Reproduce all entries precisely as they are written.

**Material for this task:**
***
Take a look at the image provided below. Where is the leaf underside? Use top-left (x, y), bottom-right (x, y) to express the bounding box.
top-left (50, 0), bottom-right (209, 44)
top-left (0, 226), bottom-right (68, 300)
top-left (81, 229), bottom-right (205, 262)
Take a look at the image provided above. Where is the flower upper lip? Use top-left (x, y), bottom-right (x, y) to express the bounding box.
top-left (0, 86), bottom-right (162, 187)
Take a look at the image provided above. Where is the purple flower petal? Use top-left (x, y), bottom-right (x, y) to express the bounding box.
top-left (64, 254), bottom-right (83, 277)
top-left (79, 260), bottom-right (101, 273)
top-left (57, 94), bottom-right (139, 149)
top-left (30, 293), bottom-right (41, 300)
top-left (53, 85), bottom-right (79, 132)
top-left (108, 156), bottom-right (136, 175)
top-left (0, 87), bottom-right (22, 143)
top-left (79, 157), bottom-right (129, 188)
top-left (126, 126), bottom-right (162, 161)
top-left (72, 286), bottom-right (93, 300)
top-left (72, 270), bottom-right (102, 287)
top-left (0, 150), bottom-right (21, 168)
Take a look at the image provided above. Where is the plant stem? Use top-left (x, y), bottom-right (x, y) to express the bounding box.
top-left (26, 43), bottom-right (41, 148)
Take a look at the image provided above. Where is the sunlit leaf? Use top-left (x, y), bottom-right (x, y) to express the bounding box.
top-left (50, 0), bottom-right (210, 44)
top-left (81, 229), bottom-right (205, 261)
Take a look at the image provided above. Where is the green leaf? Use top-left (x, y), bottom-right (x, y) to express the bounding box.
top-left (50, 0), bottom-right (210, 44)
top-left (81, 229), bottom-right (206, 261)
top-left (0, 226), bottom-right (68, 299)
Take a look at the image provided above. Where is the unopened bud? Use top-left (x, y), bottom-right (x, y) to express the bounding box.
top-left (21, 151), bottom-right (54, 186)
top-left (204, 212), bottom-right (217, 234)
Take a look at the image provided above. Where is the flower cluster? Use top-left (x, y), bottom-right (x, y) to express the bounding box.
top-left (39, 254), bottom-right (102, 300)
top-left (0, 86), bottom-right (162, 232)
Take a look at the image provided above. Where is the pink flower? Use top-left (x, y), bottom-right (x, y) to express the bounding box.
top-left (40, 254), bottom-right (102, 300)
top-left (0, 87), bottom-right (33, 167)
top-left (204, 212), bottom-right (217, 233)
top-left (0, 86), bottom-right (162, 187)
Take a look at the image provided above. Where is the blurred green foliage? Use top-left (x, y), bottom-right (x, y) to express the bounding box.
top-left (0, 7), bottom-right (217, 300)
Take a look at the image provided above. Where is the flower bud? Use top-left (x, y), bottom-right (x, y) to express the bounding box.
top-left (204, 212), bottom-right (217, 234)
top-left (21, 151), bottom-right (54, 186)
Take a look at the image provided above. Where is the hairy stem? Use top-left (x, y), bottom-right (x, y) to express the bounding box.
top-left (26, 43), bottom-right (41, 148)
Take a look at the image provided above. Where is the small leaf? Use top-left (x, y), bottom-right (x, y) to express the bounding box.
***
**Solution for this exercise:**
Take a look at the image provided below. Where is the leaf underside? Use top-left (x, y), bottom-right (x, y) to express the bounding box.
top-left (50, 0), bottom-right (209, 44)
top-left (0, 226), bottom-right (68, 300)
top-left (81, 229), bottom-right (205, 262)
Take a look at the image provided above. Where is the flower upper lip? Use top-left (x, y), bottom-right (x, y) to express the bounding box.
top-left (0, 86), bottom-right (162, 187)
Take a look at the image provided above. Where is the purple flower petal? Use top-left (x, y), bottom-right (x, y) to express the bounding box.
top-left (64, 254), bottom-right (83, 277)
top-left (79, 260), bottom-right (101, 273)
top-left (57, 94), bottom-right (139, 149)
top-left (30, 293), bottom-right (41, 300)
top-left (53, 85), bottom-right (79, 132)
top-left (108, 156), bottom-right (136, 175)
top-left (0, 87), bottom-right (22, 143)
top-left (79, 157), bottom-right (129, 188)
top-left (126, 126), bottom-right (162, 161)
top-left (72, 286), bottom-right (93, 300)
top-left (72, 270), bottom-right (102, 287)
top-left (0, 150), bottom-right (21, 168)
Take a look at the image provided above. Where is the plant stem? Use top-left (x, y), bottom-right (x, y) to express the bounding box.
top-left (26, 43), bottom-right (41, 148)
Take a look at the image provided above. Where is the sunlit leaf? Use top-left (x, y), bottom-right (x, y) to express the bounding box.
top-left (50, 0), bottom-right (210, 44)
top-left (81, 229), bottom-right (205, 261)
Take a look at the image provided above. Where is the green leaf? Use top-left (x, y), bottom-right (x, y) to express the bounding box.
top-left (50, 0), bottom-right (210, 44)
top-left (81, 229), bottom-right (206, 261)
top-left (0, 226), bottom-right (68, 299)
Take a look at the image provided above. Where is the unopened bud? Use top-left (x, y), bottom-right (x, y) to express the bounding box.
top-left (21, 151), bottom-right (54, 186)
top-left (204, 212), bottom-right (217, 234)
Take a look at the image provided above. Where is the flower cluster? Use top-left (x, y), bottom-right (x, y) to express the bounding box.
top-left (39, 254), bottom-right (102, 300)
top-left (0, 86), bottom-right (162, 232)
Take a look at the image provided above. Where is the pink flower? Use top-left (x, y), bottom-right (x, y) to express the bounding box.
top-left (40, 254), bottom-right (102, 300)
top-left (0, 87), bottom-right (33, 167)
top-left (204, 212), bottom-right (217, 233)
top-left (0, 86), bottom-right (162, 187)
Take a look at the image provided above. Where is the blurred green foliage? Use top-left (x, y), bottom-right (x, y) to express the bounding box.
top-left (0, 7), bottom-right (217, 300)
Take a look at the image provided above. Where is the flower bud? Use top-left (x, y), bottom-right (x, y) to express the bounding box.
top-left (204, 212), bottom-right (217, 234)
top-left (21, 151), bottom-right (54, 186)
Take a look at the image provided above. Where is the hairy stem? Use top-left (x, y), bottom-right (x, y) to express the bounding box.
top-left (26, 43), bottom-right (41, 148)
Take a look at the image provided above. Where is the small leaf? Use top-left (x, y), bottom-right (x, y) to express the bounding box.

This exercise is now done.